▸ **What the exercise asks**
Rewrite these lines as a Markdown table with the columns No. and Line, one row per line, numbered in order. Leave out the blank lines.

▸ **Data section**

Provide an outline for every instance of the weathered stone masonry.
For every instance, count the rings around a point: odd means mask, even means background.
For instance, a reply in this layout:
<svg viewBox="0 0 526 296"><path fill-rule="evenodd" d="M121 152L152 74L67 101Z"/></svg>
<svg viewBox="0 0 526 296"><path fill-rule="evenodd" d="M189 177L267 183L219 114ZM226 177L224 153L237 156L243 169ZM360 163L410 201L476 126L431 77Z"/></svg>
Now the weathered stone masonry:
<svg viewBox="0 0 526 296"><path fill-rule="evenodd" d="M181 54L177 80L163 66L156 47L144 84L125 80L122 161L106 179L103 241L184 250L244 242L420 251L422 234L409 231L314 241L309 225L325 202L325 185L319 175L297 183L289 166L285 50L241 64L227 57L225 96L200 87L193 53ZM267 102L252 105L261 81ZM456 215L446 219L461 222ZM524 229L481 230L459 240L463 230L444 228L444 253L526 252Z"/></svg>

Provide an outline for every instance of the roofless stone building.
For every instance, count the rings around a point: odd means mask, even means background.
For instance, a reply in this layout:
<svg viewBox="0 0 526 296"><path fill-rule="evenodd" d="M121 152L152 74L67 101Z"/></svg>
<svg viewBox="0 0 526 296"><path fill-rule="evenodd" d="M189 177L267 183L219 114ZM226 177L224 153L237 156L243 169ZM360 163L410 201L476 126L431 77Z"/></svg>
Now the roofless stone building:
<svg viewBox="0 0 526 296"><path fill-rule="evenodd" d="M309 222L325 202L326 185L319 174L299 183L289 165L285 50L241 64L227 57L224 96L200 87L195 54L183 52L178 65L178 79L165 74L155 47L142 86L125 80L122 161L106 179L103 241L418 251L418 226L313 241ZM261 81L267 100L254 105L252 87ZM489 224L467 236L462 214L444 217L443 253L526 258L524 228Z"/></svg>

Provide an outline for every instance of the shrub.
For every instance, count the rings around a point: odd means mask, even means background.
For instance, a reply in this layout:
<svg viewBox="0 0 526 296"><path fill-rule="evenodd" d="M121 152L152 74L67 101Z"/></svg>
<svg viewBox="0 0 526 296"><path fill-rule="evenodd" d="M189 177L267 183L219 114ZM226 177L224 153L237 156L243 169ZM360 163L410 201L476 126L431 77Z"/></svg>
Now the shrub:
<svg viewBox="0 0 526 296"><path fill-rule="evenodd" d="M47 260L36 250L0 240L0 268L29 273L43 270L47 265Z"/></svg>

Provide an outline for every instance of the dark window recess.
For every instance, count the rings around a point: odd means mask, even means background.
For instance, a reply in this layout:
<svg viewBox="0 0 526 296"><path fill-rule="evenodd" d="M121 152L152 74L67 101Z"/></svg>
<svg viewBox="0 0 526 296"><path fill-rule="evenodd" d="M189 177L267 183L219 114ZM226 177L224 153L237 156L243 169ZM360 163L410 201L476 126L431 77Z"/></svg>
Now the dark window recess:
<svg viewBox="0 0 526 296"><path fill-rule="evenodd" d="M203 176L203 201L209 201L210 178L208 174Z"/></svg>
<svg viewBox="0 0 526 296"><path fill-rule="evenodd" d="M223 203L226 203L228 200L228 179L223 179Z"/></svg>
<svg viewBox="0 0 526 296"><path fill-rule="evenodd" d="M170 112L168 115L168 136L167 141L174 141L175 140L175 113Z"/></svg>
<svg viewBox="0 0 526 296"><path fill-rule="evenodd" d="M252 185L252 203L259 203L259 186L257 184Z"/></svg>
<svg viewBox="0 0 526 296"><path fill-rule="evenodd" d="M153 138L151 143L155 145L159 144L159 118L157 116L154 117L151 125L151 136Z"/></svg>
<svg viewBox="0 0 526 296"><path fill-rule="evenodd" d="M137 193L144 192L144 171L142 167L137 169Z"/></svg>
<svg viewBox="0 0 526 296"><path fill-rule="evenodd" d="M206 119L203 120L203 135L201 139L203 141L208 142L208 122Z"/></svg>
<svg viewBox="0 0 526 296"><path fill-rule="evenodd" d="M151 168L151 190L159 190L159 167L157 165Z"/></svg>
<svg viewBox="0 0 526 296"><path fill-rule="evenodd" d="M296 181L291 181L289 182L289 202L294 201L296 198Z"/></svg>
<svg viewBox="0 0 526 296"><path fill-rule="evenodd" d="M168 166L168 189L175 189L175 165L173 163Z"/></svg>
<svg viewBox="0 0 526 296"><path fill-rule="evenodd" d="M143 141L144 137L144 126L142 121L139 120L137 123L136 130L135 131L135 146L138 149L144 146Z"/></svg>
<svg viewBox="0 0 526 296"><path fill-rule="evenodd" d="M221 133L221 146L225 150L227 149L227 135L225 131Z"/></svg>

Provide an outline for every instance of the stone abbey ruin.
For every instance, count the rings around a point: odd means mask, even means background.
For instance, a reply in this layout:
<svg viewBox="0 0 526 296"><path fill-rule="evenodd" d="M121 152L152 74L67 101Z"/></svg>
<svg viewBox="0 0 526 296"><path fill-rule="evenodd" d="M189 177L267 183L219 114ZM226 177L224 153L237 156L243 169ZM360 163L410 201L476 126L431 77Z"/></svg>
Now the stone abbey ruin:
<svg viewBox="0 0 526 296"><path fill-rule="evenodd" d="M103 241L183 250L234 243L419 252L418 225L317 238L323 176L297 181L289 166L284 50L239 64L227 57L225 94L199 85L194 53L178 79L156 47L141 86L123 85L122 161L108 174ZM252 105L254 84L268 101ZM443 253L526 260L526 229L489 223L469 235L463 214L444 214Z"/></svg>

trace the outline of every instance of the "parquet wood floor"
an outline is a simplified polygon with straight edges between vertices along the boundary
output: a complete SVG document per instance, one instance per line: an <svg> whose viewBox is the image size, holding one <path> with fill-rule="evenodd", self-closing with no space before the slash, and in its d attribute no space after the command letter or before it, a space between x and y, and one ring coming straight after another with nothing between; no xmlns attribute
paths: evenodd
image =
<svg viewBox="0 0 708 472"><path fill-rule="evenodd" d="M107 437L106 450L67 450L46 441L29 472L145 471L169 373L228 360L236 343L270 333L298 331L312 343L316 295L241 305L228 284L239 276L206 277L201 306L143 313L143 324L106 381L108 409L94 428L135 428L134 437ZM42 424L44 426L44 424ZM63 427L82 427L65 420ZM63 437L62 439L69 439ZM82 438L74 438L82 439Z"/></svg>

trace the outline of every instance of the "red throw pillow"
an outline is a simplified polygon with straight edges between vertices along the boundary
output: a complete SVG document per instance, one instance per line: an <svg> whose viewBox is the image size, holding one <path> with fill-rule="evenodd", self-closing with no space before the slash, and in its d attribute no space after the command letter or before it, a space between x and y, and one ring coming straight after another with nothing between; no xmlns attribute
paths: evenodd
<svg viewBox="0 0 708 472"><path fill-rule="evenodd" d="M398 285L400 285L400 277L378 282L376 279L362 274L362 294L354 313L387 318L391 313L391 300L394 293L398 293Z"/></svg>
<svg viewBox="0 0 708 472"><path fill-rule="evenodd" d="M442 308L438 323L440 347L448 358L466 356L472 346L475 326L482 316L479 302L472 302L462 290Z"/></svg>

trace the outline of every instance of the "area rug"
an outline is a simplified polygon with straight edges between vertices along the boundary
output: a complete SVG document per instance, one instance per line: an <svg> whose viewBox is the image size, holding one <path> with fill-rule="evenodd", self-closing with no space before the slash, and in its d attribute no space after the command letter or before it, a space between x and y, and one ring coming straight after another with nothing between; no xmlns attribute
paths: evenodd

▸ **Response**
| No. | Line |
|---|---|
| 1 | Provide an outline for every instance of the weathered stone masonry. |
| 2 | For every instance, count the rings around a point: odd means mask, even means background. |
| 3 | For instance, a reply in this layout: |
| 4 | <svg viewBox="0 0 526 296"><path fill-rule="evenodd" d="M121 152L152 74L67 101Z"/></svg> |
| 5 | <svg viewBox="0 0 526 296"><path fill-rule="evenodd" d="M189 177L267 183L219 114ZM226 177L224 153L237 156L243 169ZM360 163L410 201L476 126L431 77Z"/></svg> |
| 6 | Now the weathered stone masonry: |
| 7 | <svg viewBox="0 0 526 296"><path fill-rule="evenodd" d="M181 54L177 80L163 66L156 47L144 84L125 80L122 161L106 179L103 241L184 250L244 242L420 251L422 234L409 231L314 241L309 225L325 202L325 185L319 175L297 183L289 166L285 50L241 64L227 57L225 96L200 87L193 53ZM267 102L252 105L261 81ZM456 215L446 219L461 222ZM524 229L481 230L459 240L463 230L444 228L444 253L526 252Z"/></svg> |
| 8 | Provide an outline for every instance of the roofless stone building. |
| 9 | For every instance, count the rings around a point: odd means mask, even means background. |
| 10 | For instance, a reply in this layout: |
| 11 | <svg viewBox="0 0 526 296"><path fill-rule="evenodd" d="M121 152L152 74L67 101Z"/></svg> |
| 12 | <svg viewBox="0 0 526 296"><path fill-rule="evenodd" d="M189 177L267 183L219 114ZM226 177L224 153L237 156L243 169ZM360 163L410 201L476 126L431 77Z"/></svg> |
| 13 | Now the roofless stone building: |
| 14 | <svg viewBox="0 0 526 296"><path fill-rule="evenodd" d="M309 222L325 202L326 185L319 174L299 183L289 165L285 50L241 64L227 57L224 96L200 87L195 54L183 52L178 65L178 79L165 74L155 47L142 86L125 80L122 161L106 179L103 241L418 251L418 226L313 241ZM261 81L267 100L254 105L252 87ZM489 224L467 236L462 214L444 217L443 253L526 258L524 228Z"/></svg> |
| 15 | Provide an outline for every instance of the shrub. |
| 16 | For every instance, count the rings around a point: odd means mask, even means background. |
| 17 | For instance, a reply in this layout: |
| 18 | <svg viewBox="0 0 526 296"><path fill-rule="evenodd" d="M121 152L152 74L67 101Z"/></svg> |
| 19 | <svg viewBox="0 0 526 296"><path fill-rule="evenodd" d="M189 177L267 183L219 114ZM226 177L224 153L237 156L243 169ZM360 163L410 201L476 126L431 77Z"/></svg> |
| 20 | Now the shrub: |
| 21 | <svg viewBox="0 0 526 296"><path fill-rule="evenodd" d="M47 260L36 250L0 240L0 268L29 273L43 270L47 265Z"/></svg> |
| 22 | Provide an outline for every instance of the dark window recess. |
| 23 | For every instance, count the rings around a point: odd means mask, even means background. |
| 24 | For instance, a reply in this layout: |
| 25 | <svg viewBox="0 0 526 296"><path fill-rule="evenodd" d="M121 152L152 74L67 101Z"/></svg> |
| 26 | <svg viewBox="0 0 526 296"><path fill-rule="evenodd" d="M189 177L267 183L219 114ZM226 177L224 153L237 156L243 169ZM360 163L410 201L476 126L431 77Z"/></svg> |
| 27 | Now the dark window recess: |
| 28 | <svg viewBox="0 0 526 296"><path fill-rule="evenodd" d="M203 176L203 201L209 201L210 178L208 174Z"/></svg> |
| 29 | <svg viewBox="0 0 526 296"><path fill-rule="evenodd" d="M223 203L226 203L228 200L228 179L223 179Z"/></svg> |
| 30 | <svg viewBox="0 0 526 296"><path fill-rule="evenodd" d="M170 112L168 115L168 136L167 141L174 141L175 140L175 113Z"/></svg> |
| 31 | <svg viewBox="0 0 526 296"><path fill-rule="evenodd" d="M252 185L252 203L259 203L259 186L257 184Z"/></svg> |
| 32 | <svg viewBox="0 0 526 296"><path fill-rule="evenodd" d="M153 138L151 143L155 145L159 144L159 118L157 116L154 117L151 125L151 136Z"/></svg> |
| 33 | <svg viewBox="0 0 526 296"><path fill-rule="evenodd" d="M137 193L144 192L144 171L142 167L137 169Z"/></svg> |
| 34 | <svg viewBox="0 0 526 296"><path fill-rule="evenodd" d="M206 119L203 120L203 135L201 139L203 141L208 142L208 122Z"/></svg> |
| 35 | <svg viewBox="0 0 526 296"><path fill-rule="evenodd" d="M151 168L151 190L159 190L159 167L157 165Z"/></svg> |
| 36 | <svg viewBox="0 0 526 296"><path fill-rule="evenodd" d="M296 181L291 181L289 182L289 202L294 201L296 198Z"/></svg> |
| 37 | <svg viewBox="0 0 526 296"><path fill-rule="evenodd" d="M168 166L168 189L175 189L175 165L173 163Z"/></svg> |
| 38 | <svg viewBox="0 0 526 296"><path fill-rule="evenodd" d="M143 141L144 137L144 126L142 121L139 120L137 123L136 130L135 131L135 146L138 149L144 146Z"/></svg> |
| 39 | <svg viewBox="0 0 526 296"><path fill-rule="evenodd" d="M221 133L221 146L225 150L227 149L227 135L225 131Z"/></svg> |
| 40 | Provide an outline for every instance of the stone abbey ruin. |
| 41 | For every instance, count the rings around a point: odd means mask, even means background. |
| 42 | For instance, a reply in this layout: |
| 43 | <svg viewBox="0 0 526 296"><path fill-rule="evenodd" d="M121 152L152 74L67 101Z"/></svg> |
| 44 | <svg viewBox="0 0 526 296"><path fill-rule="evenodd" d="M189 177L267 183L219 114ZM226 177L224 153L237 156L243 169ZM360 163L410 201L476 126L431 77Z"/></svg> |
| 45 | Now the stone abbey ruin: |
| 46 | <svg viewBox="0 0 526 296"><path fill-rule="evenodd" d="M103 241L183 250L234 243L419 252L418 225L317 238L323 176L297 181L289 166L284 50L239 64L227 57L225 94L199 85L194 53L178 79L156 47L141 86L123 85L122 161L108 174ZM252 105L254 84L268 101ZM443 253L526 260L526 229L489 223L469 235L463 214L444 214Z"/></svg> |
| 47 | trace the outline of every instance of the "parquet wood floor" |
| 48 | an outline is a simplified polygon with straight edges between vertices along the boundary |
| 49 | output: a complete SVG document per instance, one instance per line: an <svg> whose viewBox is the image size, holding one <path> with fill-rule="evenodd", self-closing with no space before the slash, and in its d attribute no space after the command letter or before it, a space between x and y, and one ring coming straight after another with nothing between; no xmlns attribute |
| 50 | paths: evenodd |
| 51 | image = |
| 52 | <svg viewBox="0 0 708 472"><path fill-rule="evenodd" d="M107 437L106 450L67 450L46 441L29 472L145 471L169 373L228 360L236 343L270 333L298 331L312 343L316 295L241 305L228 284L239 276L206 277L201 306L143 313L143 324L106 381L108 409L94 428L135 428L134 437ZM42 424L44 426L44 424ZM63 427L82 427L65 420ZM63 437L62 439L69 439ZM82 438L74 438L82 439Z"/></svg> |
| 53 | trace the outline of every instance of the "red throw pillow" |
| 54 | an outline is a simplified polygon with straight edges between vertices along the boundary |
| 55 | output: a complete SVG document per instance, one instance per line: an <svg> whose viewBox is the image size, holding one <path> with fill-rule="evenodd", self-closing with no space before the slash, and in its d attribute no space after the command letter or before it, a space between x and y, and one ring coming straight after another with nothing between; no xmlns attribute |
| 56 | paths: evenodd |
| 57 | <svg viewBox="0 0 708 472"><path fill-rule="evenodd" d="M398 285L400 285L400 277L378 282L376 279L362 274L362 294L354 313L387 318L391 313L391 300L394 293L398 293Z"/></svg> |
| 58 | <svg viewBox="0 0 708 472"><path fill-rule="evenodd" d="M442 308L438 323L440 347L448 358L466 356L472 346L475 326L482 316L479 302L472 302L462 290Z"/></svg> |
| 59 | trace the outline of every instance of the "area rug" |
| 60 | an outline is a simplified polygon with straight edges between vertices along the boundary |
| 61 | output: a complete SVG document per instance, one instance per line: an <svg> whose viewBox is the image size, holding one <path> with fill-rule="evenodd", self-closing with no space before the slash, and in its d attribute no space after the command letter or before it, a space between x and y, and one ring coming straight after another with nothing between; no xmlns attribute |
| 62 | paths: evenodd |